-- Start Extract --

Less than a decade after Grutter, the Court is now revisiting the law well-settled in Grutter. The current challenge in Fisher involves undergraduate admissions at the University of Texas at Austin (UT Austin). UT Austin awards eighty-five percent of its freshman slots to students in the top ten percent of their high school class. The remaining fifteen percent of the class is reserved for students evaluated on a “holistic” basis, which considers academic factors, leadership skills, extracurricular activities, work history, family background – and race. These applicants are admitted based on the totality of their lives to foster a diverse student body. UT Austin has followed Grutter’s instructions to the letter.

Simply because these policies have brought some people of color some progress does not mean society is now color-blind and equal treatment for all prevails. The idea that today’s society is now “post-racial’ is a convenient fiction. Empirical research has found repeatedly that people of color are underrepresented in institutions of higher education, hold a smaller percentage of political and private-sector leadership positions, have poorer health outcomes and lower income, and are disproportionately arrested and imprisoned compared with white Americans. The fact that this litany even has to be cited shows how unmoored from reality our notion of equality has become.

At root, what has created this confused jurisprudence is the Court’s underlying definition of “equal” treatment. The modern American definition of “equality” stems from Aristotle’s theory that “like cases should be treated in a like manner” and “unlike cases should be treated in an unlike manner.” But as pioneering scholar Catharine MacKinnon has noted, this definition fails to recognize that “unlike cases” can still be equal. Cultural, gender, and racial norms and experiences create different people – all still of equal value – who enhance society because of their “unlike” attributes. Just because a person of color may bring different strengths to university life does not mean he or she is not of equal value as a white student. To argue the opposite is to impose a sterile, one-dimensional value on human beings.

-- End Extract --

List each factor that the extract says UT Austin considers when it evaluates applicants on a holistic basis.

-- Start Given records --

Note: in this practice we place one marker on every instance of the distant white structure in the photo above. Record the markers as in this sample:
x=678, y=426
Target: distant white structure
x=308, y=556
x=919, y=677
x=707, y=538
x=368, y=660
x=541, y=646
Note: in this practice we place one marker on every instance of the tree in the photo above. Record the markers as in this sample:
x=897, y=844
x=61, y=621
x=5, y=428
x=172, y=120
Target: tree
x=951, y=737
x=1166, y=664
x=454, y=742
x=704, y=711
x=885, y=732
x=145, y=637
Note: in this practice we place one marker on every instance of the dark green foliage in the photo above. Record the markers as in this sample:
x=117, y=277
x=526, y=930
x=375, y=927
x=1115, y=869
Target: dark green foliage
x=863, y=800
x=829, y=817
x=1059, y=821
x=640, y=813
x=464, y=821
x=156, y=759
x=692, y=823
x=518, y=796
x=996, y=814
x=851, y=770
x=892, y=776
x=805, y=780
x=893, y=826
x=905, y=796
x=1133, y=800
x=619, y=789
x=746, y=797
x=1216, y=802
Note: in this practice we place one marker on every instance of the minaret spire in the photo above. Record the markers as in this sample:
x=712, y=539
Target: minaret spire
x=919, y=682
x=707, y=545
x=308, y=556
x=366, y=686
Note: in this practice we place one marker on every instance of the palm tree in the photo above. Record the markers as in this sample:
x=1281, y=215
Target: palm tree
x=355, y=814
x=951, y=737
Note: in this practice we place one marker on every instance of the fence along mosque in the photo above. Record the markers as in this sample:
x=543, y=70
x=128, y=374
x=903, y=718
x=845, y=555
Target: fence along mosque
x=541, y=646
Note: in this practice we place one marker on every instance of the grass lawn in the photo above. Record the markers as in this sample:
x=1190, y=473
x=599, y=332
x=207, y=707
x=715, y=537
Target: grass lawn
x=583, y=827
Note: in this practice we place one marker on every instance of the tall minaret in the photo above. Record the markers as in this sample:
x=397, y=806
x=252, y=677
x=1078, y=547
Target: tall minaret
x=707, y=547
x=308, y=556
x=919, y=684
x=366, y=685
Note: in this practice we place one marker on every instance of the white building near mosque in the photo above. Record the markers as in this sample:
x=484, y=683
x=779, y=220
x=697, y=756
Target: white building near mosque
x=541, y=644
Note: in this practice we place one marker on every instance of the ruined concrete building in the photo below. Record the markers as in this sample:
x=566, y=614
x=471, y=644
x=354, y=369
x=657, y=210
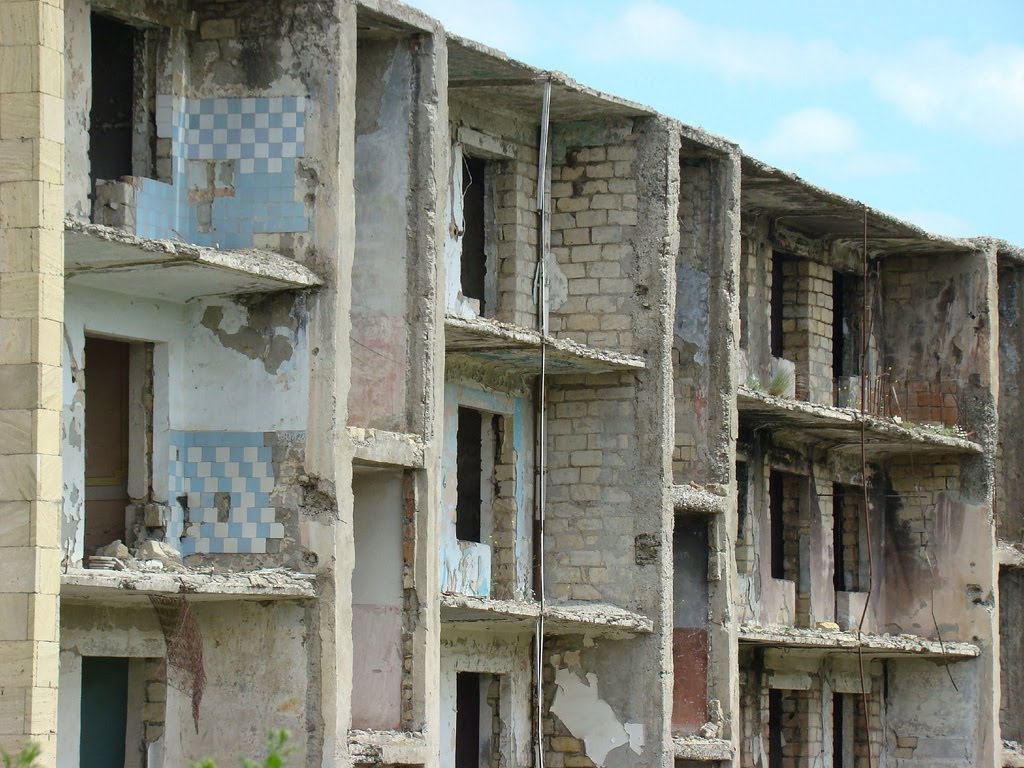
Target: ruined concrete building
x=357, y=380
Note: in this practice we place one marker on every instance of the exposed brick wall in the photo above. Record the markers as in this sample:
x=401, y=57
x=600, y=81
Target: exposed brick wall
x=807, y=327
x=515, y=222
x=503, y=506
x=592, y=467
x=920, y=486
x=851, y=507
x=594, y=210
x=410, y=598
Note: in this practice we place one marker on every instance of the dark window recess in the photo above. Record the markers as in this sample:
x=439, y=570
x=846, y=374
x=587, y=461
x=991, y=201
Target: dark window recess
x=839, y=571
x=474, y=260
x=104, y=712
x=467, y=720
x=839, y=740
x=105, y=441
x=774, y=728
x=776, y=498
x=469, y=470
x=777, y=292
x=839, y=337
x=113, y=86
x=741, y=511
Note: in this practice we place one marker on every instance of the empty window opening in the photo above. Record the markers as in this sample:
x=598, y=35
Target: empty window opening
x=848, y=538
x=474, y=259
x=689, y=626
x=470, y=467
x=741, y=510
x=777, y=304
x=478, y=448
x=107, y=418
x=844, y=730
x=775, y=741
x=477, y=721
x=104, y=712
x=111, y=119
x=123, y=712
x=776, y=496
x=783, y=512
x=378, y=597
x=839, y=331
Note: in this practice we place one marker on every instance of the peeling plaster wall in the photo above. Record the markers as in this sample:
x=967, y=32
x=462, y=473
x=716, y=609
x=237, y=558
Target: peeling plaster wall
x=98, y=312
x=515, y=226
x=239, y=638
x=592, y=710
x=377, y=601
x=704, y=340
x=470, y=567
x=246, y=372
x=923, y=705
x=380, y=335
x=246, y=365
x=1010, y=514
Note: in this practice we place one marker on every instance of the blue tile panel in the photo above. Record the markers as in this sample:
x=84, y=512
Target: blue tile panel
x=259, y=137
x=204, y=464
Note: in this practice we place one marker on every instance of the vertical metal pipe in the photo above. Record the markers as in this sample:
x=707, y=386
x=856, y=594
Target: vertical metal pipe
x=542, y=431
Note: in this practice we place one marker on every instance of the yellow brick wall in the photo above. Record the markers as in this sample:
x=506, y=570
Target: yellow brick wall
x=31, y=315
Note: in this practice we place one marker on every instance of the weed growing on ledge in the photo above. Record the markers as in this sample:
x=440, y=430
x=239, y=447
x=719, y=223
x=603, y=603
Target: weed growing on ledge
x=27, y=758
x=276, y=753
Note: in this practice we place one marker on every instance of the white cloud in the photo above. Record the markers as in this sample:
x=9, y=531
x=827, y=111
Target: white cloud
x=938, y=222
x=818, y=139
x=506, y=26
x=936, y=85
x=651, y=30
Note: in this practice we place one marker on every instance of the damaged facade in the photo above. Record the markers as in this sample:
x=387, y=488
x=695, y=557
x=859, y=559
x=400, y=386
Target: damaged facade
x=360, y=381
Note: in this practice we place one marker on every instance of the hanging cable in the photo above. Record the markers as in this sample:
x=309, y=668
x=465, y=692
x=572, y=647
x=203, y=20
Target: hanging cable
x=541, y=293
x=863, y=482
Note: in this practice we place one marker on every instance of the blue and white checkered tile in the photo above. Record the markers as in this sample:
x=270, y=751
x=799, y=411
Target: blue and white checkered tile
x=206, y=464
x=245, y=128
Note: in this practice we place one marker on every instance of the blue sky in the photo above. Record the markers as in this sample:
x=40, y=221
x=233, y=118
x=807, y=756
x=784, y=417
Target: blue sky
x=913, y=108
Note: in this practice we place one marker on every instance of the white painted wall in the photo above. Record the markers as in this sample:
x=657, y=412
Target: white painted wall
x=222, y=389
x=377, y=600
x=199, y=384
x=508, y=656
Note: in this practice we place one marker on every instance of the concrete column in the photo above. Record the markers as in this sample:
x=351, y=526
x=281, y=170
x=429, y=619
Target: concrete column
x=31, y=315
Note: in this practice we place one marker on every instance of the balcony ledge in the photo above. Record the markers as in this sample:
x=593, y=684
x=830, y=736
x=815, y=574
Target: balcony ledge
x=878, y=646
x=840, y=428
x=379, y=448
x=518, y=349
x=387, y=748
x=111, y=259
x=598, y=620
x=702, y=750
x=693, y=499
x=87, y=585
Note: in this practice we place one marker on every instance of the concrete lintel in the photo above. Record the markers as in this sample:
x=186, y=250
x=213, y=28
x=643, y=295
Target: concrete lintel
x=595, y=620
x=702, y=750
x=1013, y=755
x=377, y=446
x=387, y=748
x=823, y=642
x=790, y=681
x=519, y=349
x=119, y=586
x=1010, y=555
x=480, y=144
x=114, y=260
x=696, y=500
x=802, y=422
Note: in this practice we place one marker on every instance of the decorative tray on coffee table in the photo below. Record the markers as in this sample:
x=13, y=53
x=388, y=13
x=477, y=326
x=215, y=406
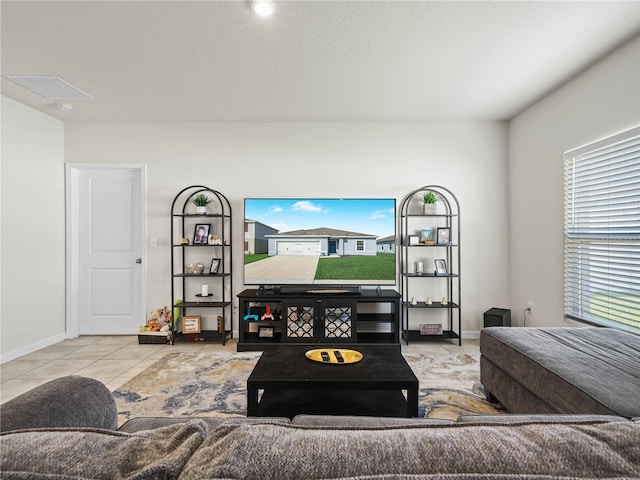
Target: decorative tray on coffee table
x=336, y=356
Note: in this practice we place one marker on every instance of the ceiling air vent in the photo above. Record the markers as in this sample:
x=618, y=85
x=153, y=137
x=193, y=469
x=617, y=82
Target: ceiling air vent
x=50, y=86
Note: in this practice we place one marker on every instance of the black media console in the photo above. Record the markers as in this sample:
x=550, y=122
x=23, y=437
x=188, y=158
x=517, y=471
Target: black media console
x=270, y=317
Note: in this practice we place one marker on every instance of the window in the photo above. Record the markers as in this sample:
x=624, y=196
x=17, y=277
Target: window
x=602, y=232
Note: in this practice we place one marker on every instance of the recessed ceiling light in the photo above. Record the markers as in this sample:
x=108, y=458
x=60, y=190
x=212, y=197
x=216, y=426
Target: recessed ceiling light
x=264, y=8
x=52, y=87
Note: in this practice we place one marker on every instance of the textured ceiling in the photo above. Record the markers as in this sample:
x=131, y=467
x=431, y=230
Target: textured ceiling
x=334, y=61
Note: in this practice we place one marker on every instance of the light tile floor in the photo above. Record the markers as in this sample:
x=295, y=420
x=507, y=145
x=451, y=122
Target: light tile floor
x=114, y=360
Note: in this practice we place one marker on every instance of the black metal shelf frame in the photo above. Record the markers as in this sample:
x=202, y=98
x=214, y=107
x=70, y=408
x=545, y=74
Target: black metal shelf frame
x=450, y=217
x=182, y=220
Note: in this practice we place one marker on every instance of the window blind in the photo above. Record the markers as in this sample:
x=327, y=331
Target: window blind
x=602, y=232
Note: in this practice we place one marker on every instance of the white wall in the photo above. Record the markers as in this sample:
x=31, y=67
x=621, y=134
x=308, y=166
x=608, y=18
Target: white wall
x=332, y=160
x=32, y=305
x=602, y=101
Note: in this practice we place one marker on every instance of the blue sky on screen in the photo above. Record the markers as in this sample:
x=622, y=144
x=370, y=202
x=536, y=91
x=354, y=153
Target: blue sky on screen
x=370, y=216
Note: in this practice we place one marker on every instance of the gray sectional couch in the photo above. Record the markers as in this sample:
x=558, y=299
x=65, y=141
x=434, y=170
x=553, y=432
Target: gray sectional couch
x=67, y=429
x=562, y=370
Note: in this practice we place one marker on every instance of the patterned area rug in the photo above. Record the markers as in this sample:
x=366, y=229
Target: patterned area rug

-- End Given records --

* **The reply**
- Academic factors
- Leadership skills
- Extracurricular activities
- Work history
- Family background
- Race